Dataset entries
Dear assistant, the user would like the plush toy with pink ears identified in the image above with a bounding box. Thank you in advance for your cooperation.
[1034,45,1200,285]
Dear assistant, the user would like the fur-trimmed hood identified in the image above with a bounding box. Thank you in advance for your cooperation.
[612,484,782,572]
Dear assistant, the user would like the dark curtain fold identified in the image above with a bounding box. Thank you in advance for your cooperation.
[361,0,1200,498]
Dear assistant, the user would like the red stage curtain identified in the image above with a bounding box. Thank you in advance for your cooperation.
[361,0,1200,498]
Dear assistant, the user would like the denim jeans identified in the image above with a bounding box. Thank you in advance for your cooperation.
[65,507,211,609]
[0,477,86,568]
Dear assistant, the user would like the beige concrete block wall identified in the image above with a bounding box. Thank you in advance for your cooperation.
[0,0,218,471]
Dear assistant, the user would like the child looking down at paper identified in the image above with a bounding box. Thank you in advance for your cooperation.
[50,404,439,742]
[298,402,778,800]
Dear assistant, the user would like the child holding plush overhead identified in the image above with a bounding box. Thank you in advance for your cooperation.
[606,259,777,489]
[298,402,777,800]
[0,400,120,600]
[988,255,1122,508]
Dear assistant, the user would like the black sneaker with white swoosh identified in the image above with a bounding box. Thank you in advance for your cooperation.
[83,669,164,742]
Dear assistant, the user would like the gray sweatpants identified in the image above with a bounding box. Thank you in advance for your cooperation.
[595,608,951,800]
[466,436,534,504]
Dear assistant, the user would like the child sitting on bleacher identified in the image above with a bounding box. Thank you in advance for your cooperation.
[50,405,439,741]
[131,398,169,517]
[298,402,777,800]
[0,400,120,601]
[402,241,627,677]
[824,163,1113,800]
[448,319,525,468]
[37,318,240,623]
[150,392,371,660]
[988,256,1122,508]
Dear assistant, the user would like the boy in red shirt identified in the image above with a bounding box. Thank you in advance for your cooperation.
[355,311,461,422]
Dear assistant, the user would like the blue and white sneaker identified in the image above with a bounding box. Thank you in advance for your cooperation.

DIRECTIONS FOR THIS TASK
Restate exactly, and only, every line from the one that contains "Dear assistant, the user would like the child holding" through the last line of the records.

TASK OUTPUT
Dear assistant, the user would like the child holding plush overhead identified in the image above with a bounding box. Thank you in advance for your cooperation.
[606,259,777,489]
[298,402,777,800]
[0,400,120,600]
[988,255,1122,508]
Dear assistant, the user would like the black sneaker with white swoosh identified in the image above with a bounding box. Thank you in advance for your cooperation.
[83,669,164,742]
Dear assistant, the user would like the gray sweatpants identified in the image above with a bounding box. Thank you in advance for your cooperation.
[595,608,951,800]
[466,436,534,504]
Dear assistant, the user would like the child sitting on bleacher identified in the image above with a bounding box. Thank you in advance for your cooperation.
[50,405,439,741]
[131,398,169,517]
[298,402,777,800]
[0,400,120,601]
[402,241,627,677]
[824,163,1113,800]
[448,319,525,468]
[37,318,240,623]
[150,392,371,660]
[988,256,1122,508]
Dear assistant, the user would like the boy in red shirt identified in the image above with a bounding box. Thank you in advance for your cooperation.
[355,311,461,422]
Dear assistant, the user would like the blue and white sneaker identified in the image above with a bounding box. Thank you in advance for your cooperation.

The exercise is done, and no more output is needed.